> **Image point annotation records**

# # #

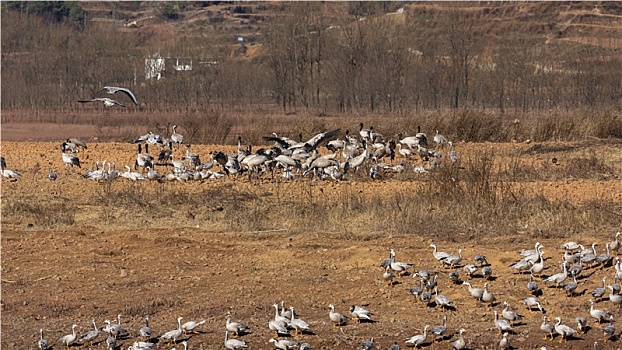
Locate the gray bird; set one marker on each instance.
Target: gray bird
(442, 300)
(439, 331)
(481, 259)
(504, 343)
(395, 346)
(145, 331)
(460, 343)
(487, 272)
(581, 323)
(359, 313)
(367, 344)
(90, 336)
(547, 328)
(417, 340)
(609, 331)
(42, 343)
(114, 89)
(600, 291)
(454, 276)
(571, 287)
(532, 285)
(108, 102)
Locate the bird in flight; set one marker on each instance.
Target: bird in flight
(108, 102)
(114, 89)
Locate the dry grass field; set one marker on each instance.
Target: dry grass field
(74, 250)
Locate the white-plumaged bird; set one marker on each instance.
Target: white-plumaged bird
(108, 102)
(114, 89)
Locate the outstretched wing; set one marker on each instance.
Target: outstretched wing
(321, 138)
(283, 141)
(115, 89)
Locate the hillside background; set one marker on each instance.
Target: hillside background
(441, 60)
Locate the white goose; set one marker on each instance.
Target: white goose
(417, 340)
(336, 318)
(114, 89)
(563, 330)
(42, 343)
(108, 102)
(298, 324)
(233, 344)
(69, 338)
(235, 327)
(174, 334)
(438, 255)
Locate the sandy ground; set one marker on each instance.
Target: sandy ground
(54, 277)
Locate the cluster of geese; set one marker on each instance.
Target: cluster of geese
(367, 148)
(507, 321)
(576, 257)
(285, 321)
(293, 158)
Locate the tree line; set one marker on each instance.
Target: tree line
(365, 62)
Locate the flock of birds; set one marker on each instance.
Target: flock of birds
(369, 149)
(348, 153)
(287, 325)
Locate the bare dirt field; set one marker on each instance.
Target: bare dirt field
(76, 250)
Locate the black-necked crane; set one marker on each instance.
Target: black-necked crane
(114, 89)
(68, 158)
(175, 137)
(108, 102)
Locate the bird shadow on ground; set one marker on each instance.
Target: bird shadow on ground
(367, 321)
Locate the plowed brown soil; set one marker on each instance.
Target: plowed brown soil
(58, 275)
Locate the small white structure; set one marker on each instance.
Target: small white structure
(182, 67)
(154, 66)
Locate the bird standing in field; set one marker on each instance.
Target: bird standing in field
(359, 313)
(42, 343)
(69, 338)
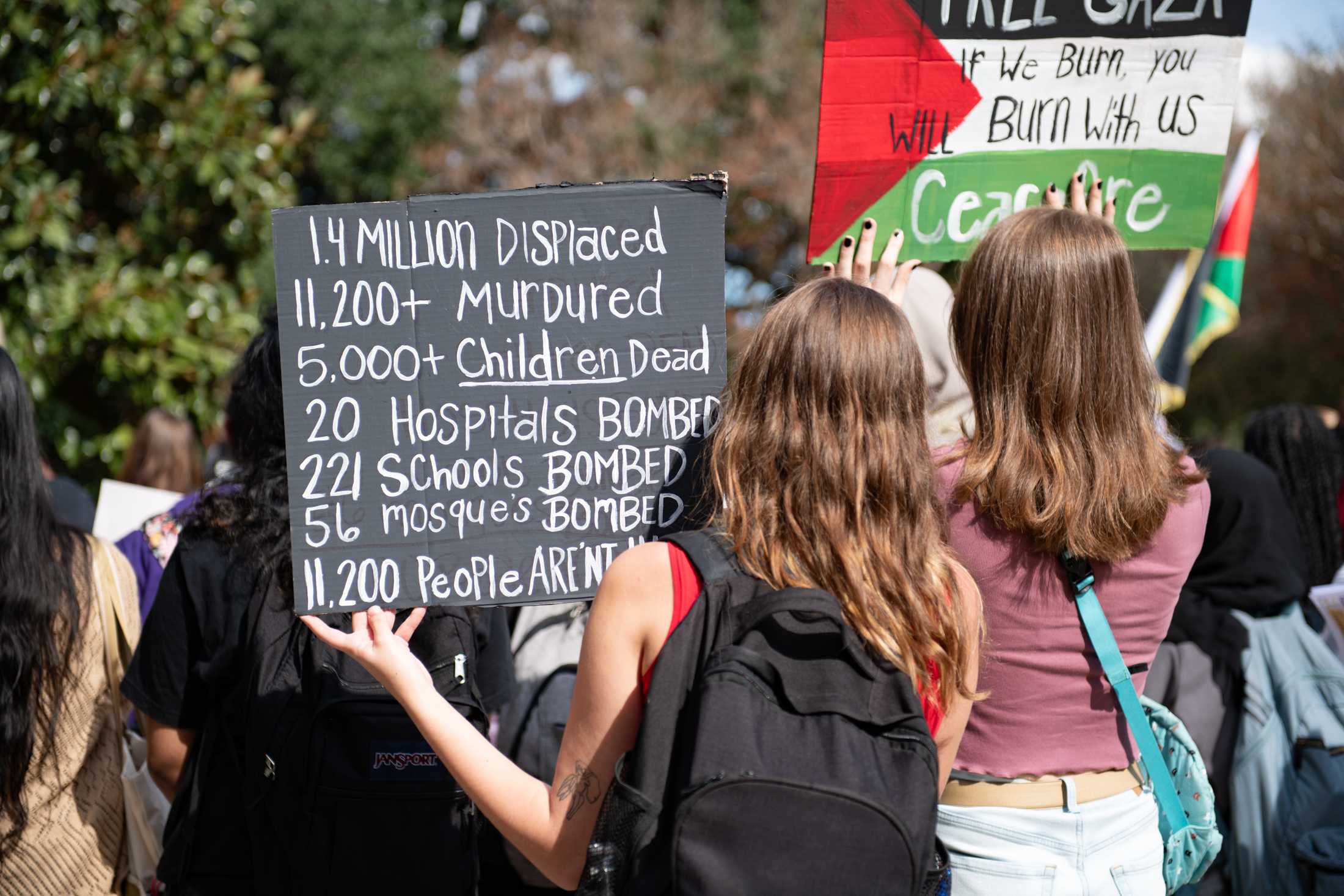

# # #

> **Job**
Write out every line of the records above word for word, omitting the pictures.

> **Result**
Locate the gray bird; set one marker on each instance.
Target: gray bird
(442, 300)
(439, 331)
(481, 259)
(504, 343)
(395, 346)
(145, 331)
(460, 343)
(487, 272)
(581, 323)
(359, 313)
(367, 344)
(90, 336)
(547, 328)
(417, 340)
(609, 331)
(42, 343)
(114, 89)
(600, 291)
(454, 276)
(571, 287)
(532, 285)
(108, 102)
Locate the bird in flight; set one marker on each instance.
Target: bird in flight
(108, 102)
(114, 89)
Locate the dry grass field; set one marker on each instance.
Target: dry grass field
(74, 250)
Locate the white-plumaged bird; set one marker on each instance.
Target: white-plumaged bird
(108, 102)
(114, 89)
Locate the outstretched wing; set one marker on each instance.
Target: outstretched wing
(321, 138)
(283, 141)
(115, 89)
Locate the hillside background; set one marker on each instance.
Target: hillside background
(441, 60)
Locate the white goose; set one marker on each instance.
Target: white goose
(417, 340)
(336, 318)
(114, 89)
(563, 330)
(42, 343)
(108, 102)
(298, 324)
(233, 344)
(69, 338)
(235, 327)
(174, 334)
(438, 255)
Locate the sandy ground; set one marker on each instance.
Target: sandy ground
(54, 277)
Locate the cluster of geese; set one marker on each instance.
Target: cluster of geese
(367, 148)
(507, 321)
(576, 257)
(285, 321)
(293, 158)
Locate the tree line; set one marker on each instance.
Target: tree line
(365, 62)
Locate the flock of birds; set one marker on each instance.
Target: flock of birds
(369, 149)
(348, 153)
(287, 325)
Locate the bare dirt field; set one marker on each instance.
Target: bare dirt field
(76, 250)
Locate the black-necked crane; set one marker on each instance.
Target: black-necked crane
(114, 89)
(68, 158)
(175, 137)
(108, 102)
Locate the bird shadow on ground; set one marker on each instance.
Target: bird shadow on ground
(367, 321)
Locate the plowed brown soil; set one marker on each instance.
Target: plowed brown soil
(58, 275)
Locate the small white structure; set one marker on each instance.
Target: small white structure
(182, 67)
(154, 66)
Locate the bird standing in field; set one marker on each instance.
Target: bird standing in field
(359, 313)
(42, 343)
(69, 338)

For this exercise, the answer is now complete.